-- RECORDS TO PROCESS --
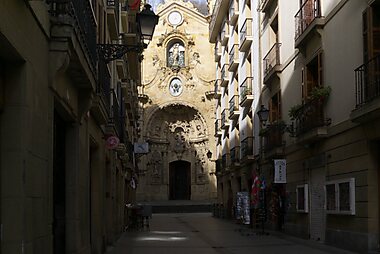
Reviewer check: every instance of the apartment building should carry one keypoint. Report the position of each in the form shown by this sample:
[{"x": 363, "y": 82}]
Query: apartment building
[
  {"x": 68, "y": 122},
  {"x": 314, "y": 66}
]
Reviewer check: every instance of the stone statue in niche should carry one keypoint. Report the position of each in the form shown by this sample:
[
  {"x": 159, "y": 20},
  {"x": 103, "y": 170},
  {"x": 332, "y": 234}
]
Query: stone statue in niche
[{"x": 156, "y": 164}]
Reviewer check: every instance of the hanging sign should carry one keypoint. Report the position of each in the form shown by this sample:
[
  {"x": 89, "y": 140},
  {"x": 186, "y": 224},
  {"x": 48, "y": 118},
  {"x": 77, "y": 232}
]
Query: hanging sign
[
  {"x": 279, "y": 171},
  {"x": 112, "y": 142}
]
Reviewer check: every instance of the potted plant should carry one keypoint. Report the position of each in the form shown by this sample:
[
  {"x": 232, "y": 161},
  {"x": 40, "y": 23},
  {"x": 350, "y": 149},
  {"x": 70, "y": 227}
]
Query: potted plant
[
  {"x": 294, "y": 111},
  {"x": 320, "y": 93}
]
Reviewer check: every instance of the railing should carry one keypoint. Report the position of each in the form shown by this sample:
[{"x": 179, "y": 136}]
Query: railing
[
  {"x": 224, "y": 72},
  {"x": 104, "y": 85},
  {"x": 235, "y": 154},
  {"x": 246, "y": 29},
  {"x": 116, "y": 112},
  {"x": 234, "y": 53},
  {"x": 225, "y": 162},
  {"x": 217, "y": 87},
  {"x": 214, "y": 14},
  {"x": 367, "y": 79},
  {"x": 84, "y": 23},
  {"x": 116, "y": 5},
  {"x": 273, "y": 136},
  {"x": 309, "y": 116},
  {"x": 272, "y": 58},
  {"x": 310, "y": 10},
  {"x": 234, "y": 104},
  {"x": 246, "y": 88},
  {"x": 246, "y": 147},
  {"x": 224, "y": 118},
  {"x": 218, "y": 166},
  {"x": 218, "y": 124}
]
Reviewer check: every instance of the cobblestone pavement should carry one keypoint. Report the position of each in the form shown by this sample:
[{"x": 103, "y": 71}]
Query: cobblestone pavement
[{"x": 201, "y": 233}]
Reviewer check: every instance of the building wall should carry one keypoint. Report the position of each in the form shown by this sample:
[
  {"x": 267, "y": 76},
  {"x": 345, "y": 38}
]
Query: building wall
[{"x": 189, "y": 115}]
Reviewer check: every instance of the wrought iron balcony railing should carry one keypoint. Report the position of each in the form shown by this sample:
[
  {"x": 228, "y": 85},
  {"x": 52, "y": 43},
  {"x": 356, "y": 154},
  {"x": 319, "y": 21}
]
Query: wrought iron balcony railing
[
  {"x": 367, "y": 79},
  {"x": 309, "y": 116},
  {"x": 273, "y": 135},
  {"x": 83, "y": 22},
  {"x": 234, "y": 105},
  {"x": 272, "y": 58},
  {"x": 235, "y": 155},
  {"x": 246, "y": 35},
  {"x": 225, "y": 161},
  {"x": 246, "y": 146},
  {"x": 225, "y": 120},
  {"x": 310, "y": 10},
  {"x": 246, "y": 94},
  {"x": 115, "y": 4},
  {"x": 218, "y": 130}
]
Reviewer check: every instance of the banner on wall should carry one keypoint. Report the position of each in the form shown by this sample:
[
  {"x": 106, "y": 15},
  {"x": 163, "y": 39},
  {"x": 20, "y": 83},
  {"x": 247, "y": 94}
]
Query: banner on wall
[{"x": 279, "y": 171}]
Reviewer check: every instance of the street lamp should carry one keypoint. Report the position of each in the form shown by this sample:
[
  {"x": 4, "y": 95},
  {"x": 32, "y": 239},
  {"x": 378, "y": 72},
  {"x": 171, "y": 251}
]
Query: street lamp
[{"x": 146, "y": 22}]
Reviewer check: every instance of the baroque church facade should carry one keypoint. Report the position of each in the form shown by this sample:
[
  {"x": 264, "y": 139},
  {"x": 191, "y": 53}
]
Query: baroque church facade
[{"x": 177, "y": 101}]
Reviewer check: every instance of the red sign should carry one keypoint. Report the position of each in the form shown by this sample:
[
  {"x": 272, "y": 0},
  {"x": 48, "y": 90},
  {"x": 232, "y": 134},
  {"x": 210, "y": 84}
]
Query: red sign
[{"x": 112, "y": 142}]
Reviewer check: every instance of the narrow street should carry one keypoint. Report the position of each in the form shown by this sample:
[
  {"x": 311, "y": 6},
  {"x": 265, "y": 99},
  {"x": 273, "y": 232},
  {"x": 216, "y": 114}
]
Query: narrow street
[{"x": 203, "y": 234}]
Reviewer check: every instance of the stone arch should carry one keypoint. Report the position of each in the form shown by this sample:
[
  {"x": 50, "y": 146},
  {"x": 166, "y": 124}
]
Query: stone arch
[{"x": 159, "y": 129}]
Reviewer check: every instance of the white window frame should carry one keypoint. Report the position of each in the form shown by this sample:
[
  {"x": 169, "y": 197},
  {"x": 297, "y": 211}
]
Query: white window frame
[
  {"x": 306, "y": 199},
  {"x": 337, "y": 210}
]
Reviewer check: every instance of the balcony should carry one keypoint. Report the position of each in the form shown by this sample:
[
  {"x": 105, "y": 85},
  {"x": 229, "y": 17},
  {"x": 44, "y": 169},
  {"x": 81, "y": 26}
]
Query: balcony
[
  {"x": 234, "y": 107},
  {"x": 367, "y": 89},
  {"x": 113, "y": 16},
  {"x": 218, "y": 130},
  {"x": 225, "y": 162},
  {"x": 310, "y": 122},
  {"x": 308, "y": 20},
  {"x": 217, "y": 86},
  {"x": 234, "y": 12},
  {"x": 225, "y": 120},
  {"x": 218, "y": 166},
  {"x": 271, "y": 63},
  {"x": 246, "y": 149},
  {"x": 234, "y": 58},
  {"x": 235, "y": 156},
  {"x": 75, "y": 24},
  {"x": 224, "y": 76},
  {"x": 246, "y": 95},
  {"x": 225, "y": 34},
  {"x": 220, "y": 6},
  {"x": 273, "y": 144},
  {"x": 102, "y": 103},
  {"x": 266, "y": 4},
  {"x": 246, "y": 37},
  {"x": 218, "y": 51}
]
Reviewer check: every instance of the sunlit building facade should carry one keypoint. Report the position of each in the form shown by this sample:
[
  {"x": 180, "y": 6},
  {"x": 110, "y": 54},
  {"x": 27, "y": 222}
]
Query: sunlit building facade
[{"x": 313, "y": 65}]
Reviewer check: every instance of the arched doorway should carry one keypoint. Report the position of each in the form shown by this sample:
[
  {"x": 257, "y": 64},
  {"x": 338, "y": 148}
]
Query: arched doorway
[{"x": 179, "y": 180}]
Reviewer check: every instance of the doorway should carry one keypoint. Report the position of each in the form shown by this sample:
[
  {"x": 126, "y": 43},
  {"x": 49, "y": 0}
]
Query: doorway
[{"x": 179, "y": 180}]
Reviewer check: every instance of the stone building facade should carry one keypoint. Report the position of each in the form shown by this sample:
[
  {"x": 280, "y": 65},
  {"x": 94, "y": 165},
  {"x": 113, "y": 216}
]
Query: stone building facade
[
  {"x": 63, "y": 184},
  {"x": 177, "y": 100}
]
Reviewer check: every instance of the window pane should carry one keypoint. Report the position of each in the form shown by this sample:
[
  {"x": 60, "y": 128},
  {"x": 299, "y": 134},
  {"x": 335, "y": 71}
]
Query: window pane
[
  {"x": 301, "y": 198},
  {"x": 330, "y": 197},
  {"x": 344, "y": 196}
]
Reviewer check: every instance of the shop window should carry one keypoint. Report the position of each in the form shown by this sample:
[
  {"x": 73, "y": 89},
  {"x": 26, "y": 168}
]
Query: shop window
[
  {"x": 340, "y": 196},
  {"x": 302, "y": 198}
]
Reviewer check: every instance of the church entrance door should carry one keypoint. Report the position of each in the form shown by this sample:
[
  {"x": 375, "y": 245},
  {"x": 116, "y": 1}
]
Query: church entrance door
[{"x": 180, "y": 180}]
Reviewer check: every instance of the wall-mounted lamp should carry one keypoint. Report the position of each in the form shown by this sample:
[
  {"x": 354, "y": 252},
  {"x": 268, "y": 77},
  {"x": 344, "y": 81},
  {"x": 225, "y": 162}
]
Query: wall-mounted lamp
[{"x": 146, "y": 22}]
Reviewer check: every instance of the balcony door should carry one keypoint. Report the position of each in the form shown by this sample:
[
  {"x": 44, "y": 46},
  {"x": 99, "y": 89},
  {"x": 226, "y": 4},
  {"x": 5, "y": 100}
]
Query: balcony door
[{"x": 180, "y": 180}]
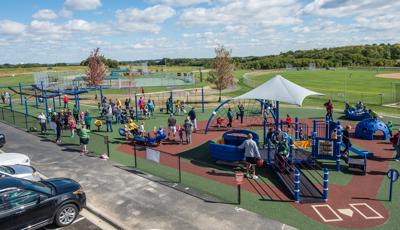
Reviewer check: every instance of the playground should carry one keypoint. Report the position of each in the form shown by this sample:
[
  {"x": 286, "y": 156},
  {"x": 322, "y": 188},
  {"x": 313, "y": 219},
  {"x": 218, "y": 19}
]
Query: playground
[{"x": 330, "y": 192}]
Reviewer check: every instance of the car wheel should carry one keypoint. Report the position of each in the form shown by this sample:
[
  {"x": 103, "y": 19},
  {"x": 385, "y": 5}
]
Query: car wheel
[{"x": 66, "y": 215}]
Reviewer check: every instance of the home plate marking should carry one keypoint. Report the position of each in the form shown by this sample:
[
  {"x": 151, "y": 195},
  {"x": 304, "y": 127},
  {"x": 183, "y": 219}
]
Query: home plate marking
[
  {"x": 328, "y": 217},
  {"x": 346, "y": 212},
  {"x": 370, "y": 209}
]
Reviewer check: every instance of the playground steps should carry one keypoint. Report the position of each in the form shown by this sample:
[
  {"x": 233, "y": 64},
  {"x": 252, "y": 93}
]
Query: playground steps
[{"x": 309, "y": 193}]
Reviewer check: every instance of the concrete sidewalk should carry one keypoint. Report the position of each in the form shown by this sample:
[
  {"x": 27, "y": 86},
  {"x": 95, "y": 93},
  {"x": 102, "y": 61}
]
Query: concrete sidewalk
[{"x": 127, "y": 198}]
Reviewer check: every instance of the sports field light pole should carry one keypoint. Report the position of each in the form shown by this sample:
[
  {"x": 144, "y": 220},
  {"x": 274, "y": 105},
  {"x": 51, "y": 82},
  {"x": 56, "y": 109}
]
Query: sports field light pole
[
  {"x": 202, "y": 99},
  {"x": 296, "y": 186},
  {"x": 136, "y": 107},
  {"x": 239, "y": 176},
  {"x": 26, "y": 113},
  {"x": 10, "y": 103},
  {"x": 20, "y": 92},
  {"x": 36, "y": 99},
  {"x": 54, "y": 104}
]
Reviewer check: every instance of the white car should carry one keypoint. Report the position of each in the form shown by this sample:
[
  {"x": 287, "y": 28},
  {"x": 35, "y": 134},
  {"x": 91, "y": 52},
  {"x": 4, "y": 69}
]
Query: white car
[
  {"x": 20, "y": 171},
  {"x": 14, "y": 159}
]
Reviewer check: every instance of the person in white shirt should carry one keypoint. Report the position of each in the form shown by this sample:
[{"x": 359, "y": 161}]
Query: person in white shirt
[
  {"x": 252, "y": 154},
  {"x": 42, "y": 122}
]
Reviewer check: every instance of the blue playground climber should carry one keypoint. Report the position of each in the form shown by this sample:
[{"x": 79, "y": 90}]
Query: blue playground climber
[{"x": 366, "y": 129}]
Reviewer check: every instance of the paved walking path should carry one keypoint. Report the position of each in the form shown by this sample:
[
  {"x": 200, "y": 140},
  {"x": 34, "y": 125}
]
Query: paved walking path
[{"x": 130, "y": 199}]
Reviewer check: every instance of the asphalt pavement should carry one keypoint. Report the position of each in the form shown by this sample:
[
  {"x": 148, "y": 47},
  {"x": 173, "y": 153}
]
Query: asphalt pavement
[{"x": 128, "y": 198}]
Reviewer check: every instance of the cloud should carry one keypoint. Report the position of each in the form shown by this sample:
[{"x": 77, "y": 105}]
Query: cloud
[
  {"x": 244, "y": 12},
  {"x": 343, "y": 8},
  {"x": 45, "y": 27},
  {"x": 45, "y": 14},
  {"x": 8, "y": 27},
  {"x": 78, "y": 25},
  {"x": 181, "y": 2},
  {"x": 146, "y": 20},
  {"x": 65, "y": 13},
  {"x": 82, "y": 5}
]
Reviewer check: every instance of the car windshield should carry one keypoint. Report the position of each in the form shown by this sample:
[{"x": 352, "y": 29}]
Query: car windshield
[
  {"x": 38, "y": 187},
  {"x": 5, "y": 169}
]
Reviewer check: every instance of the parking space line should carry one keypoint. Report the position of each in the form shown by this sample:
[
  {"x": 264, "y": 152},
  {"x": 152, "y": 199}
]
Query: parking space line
[
  {"x": 315, "y": 207},
  {"x": 377, "y": 216}
]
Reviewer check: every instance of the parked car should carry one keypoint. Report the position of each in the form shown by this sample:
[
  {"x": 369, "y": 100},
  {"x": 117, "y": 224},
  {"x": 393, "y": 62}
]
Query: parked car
[
  {"x": 28, "y": 204},
  {"x": 14, "y": 159},
  {"x": 20, "y": 171},
  {"x": 2, "y": 140}
]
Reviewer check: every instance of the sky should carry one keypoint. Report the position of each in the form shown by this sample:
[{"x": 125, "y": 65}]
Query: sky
[{"x": 51, "y": 31}]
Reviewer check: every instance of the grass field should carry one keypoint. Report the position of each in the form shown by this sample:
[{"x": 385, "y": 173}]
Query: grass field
[{"x": 342, "y": 85}]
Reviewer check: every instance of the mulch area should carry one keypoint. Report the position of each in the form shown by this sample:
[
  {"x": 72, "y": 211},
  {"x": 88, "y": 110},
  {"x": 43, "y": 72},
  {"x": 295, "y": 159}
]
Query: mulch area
[{"x": 357, "y": 197}]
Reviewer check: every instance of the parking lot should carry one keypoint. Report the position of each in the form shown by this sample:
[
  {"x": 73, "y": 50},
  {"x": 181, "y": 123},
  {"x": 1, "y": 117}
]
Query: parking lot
[{"x": 80, "y": 223}]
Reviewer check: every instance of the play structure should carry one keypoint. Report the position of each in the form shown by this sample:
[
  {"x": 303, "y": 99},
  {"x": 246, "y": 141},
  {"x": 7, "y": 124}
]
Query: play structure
[
  {"x": 353, "y": 114},
  {"x": 287, "y": 160},
  {"x": 227, "y": 148},
  {"x": 366, "y": 129},
  {"x": 145, "y": 139}
]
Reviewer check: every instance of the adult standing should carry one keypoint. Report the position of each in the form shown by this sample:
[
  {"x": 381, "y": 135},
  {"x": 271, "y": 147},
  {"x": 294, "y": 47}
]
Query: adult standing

-- CHALLENGE --
The answer consists only of the lines from the one containing "Reviewer check: every instance of the parking lot" to the end of the records, each written out exactly.

-- THE ANSWER --
Reviewer check: every instance of the parking lot should carry one keypoint. Report the position of each in the form shown by this sample:
[
  {"x": 73, "y": 50},
  {"x": 181, "y": 123},
  {"x": 1, "y": 117}
]
Query: parking lot
[{"x": 80, "y": 223}]
Reviewer check: every instance of the play structure should carry one keypoint. Report the position of each in the form shown by this sample:
[
  {"x": 303, "y": 99},
  {"x": 246, "y": 141},
  {"x": 7, "y": 124}
]
Query: play structure
[
  {"x": 353, "y": 114},
  {"x": 287, "y": 160},
  {"x": 227, "y": 148},
  {"x": 366, "y": 129},
  {"x": 145, "y": 139}
]
Reviewer check: every instance of the adult standing should carry one keypoint. Report the position of each in the form shown by this sample:
[
  {"x": 381, "y": 135},
  {"x": 271, "y": 147},
  {"x": 294, "y": 47}
]
Query: adult standing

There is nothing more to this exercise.